COMPLETE THE FOLLOWING:
**a.** According to the festival program text, who will guide the young writers through the storymaking and playwriting workshop?
**b.** Resume the festival program text after its final sentence.

TEXT BLOCK:
────────

This season’s shows consist of workshops, discussions, panels and video series.
Check out our Artist Page to find out more about the moderators, performers and artists.
The Talking Stick Festival and the Vancouver Folk Music Festival are proud to virtually present the ancient traditional songs and the eerie new composition of Inuit style throat singers PIQSIQ from the Historic Theatre at the Cultch.
An introduction to song publishing rights and royalties with Brittni Noble and Nigel Irwin and facilitated by Alan Greyeyes. This lab invites music makers seeking to understand how to access the different revenue streams available to them.
This virtual discussion will touch on collaboration, the songwriting process, creative flow, finding inspiration, and song structure. Three Indigenous artists will guide the discussion by sharing their creative process as well as a song. Open to Indigenous songwriters at any level who would like to dive deeper into the creative process of writing.
Young Indigenous writers will be challenged to take their writing from page to ‘stage’ in 24 hours. Herbie Barnes will guide young writers through a series of energizing and fun storymaking and playwrighting exercises designed to ignite their creative spark over a two day workshop. Open to Indigenous youth ages 14–18.
We close the Spring Awakening with a variety of dance, music and poetry. Join us for a very special digital presentation of a festival staple, The Spring Fling — Ab-Cabaret!

────────

INFORMATION SHOWN:

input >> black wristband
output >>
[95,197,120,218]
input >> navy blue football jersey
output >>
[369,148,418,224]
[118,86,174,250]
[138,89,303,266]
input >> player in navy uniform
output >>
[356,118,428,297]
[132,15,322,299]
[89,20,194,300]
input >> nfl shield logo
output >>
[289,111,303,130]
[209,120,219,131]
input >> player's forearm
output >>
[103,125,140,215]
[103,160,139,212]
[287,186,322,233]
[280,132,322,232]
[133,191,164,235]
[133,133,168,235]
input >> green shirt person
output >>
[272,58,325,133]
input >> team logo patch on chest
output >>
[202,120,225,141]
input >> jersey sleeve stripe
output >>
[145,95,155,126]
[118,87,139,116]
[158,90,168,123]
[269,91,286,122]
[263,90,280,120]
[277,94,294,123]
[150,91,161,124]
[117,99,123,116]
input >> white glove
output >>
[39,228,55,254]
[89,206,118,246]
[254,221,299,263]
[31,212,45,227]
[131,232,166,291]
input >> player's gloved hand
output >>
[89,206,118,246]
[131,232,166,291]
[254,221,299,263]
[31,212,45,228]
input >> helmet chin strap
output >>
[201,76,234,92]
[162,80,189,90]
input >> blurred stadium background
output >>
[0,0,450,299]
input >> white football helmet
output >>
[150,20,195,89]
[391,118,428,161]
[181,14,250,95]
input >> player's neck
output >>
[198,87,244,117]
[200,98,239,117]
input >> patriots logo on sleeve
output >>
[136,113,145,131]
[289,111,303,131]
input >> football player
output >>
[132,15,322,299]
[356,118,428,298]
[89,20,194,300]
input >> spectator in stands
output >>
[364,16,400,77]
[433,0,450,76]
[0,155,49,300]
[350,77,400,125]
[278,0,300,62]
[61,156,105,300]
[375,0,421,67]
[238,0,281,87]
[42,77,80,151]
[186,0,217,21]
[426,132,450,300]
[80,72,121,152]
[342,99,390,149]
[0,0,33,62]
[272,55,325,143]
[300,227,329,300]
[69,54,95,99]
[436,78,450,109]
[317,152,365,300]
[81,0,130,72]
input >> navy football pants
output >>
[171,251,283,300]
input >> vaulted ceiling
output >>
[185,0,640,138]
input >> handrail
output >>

────────

PER-TASK ANSWERS:
**a.** Herbie Barnes will guide them.

**b.**
Join T’uy’t’tanat Cease Wyss, ethnobotanist, media artist, educator and activist of Skwxwu7mesh/Stó:lō/Hawaiian/ Swiss ancestry. Cease shares her extensive plant & forest knowledge, talks about medicines, traditional teachings & the interconnectedness of nature & the forest.
A video series with thirteen Indigenous artists reflecting on the question — what seeds are you planting for the future? These artists will speak to a collective commitment to the future we all need.
This talking circle will focus on sharing new and anti-colonial strategies around mentorship and leadership, with an interdisciplinary focus. This circle is open to Indigenous artists, mentors, teachers, and learners from all disciplines and practices.
Inviting all emerging Indigenous artists and those who support them: What is the broader community’s responsibility to young artists so that they can be rooted in a healthy and healing community practice?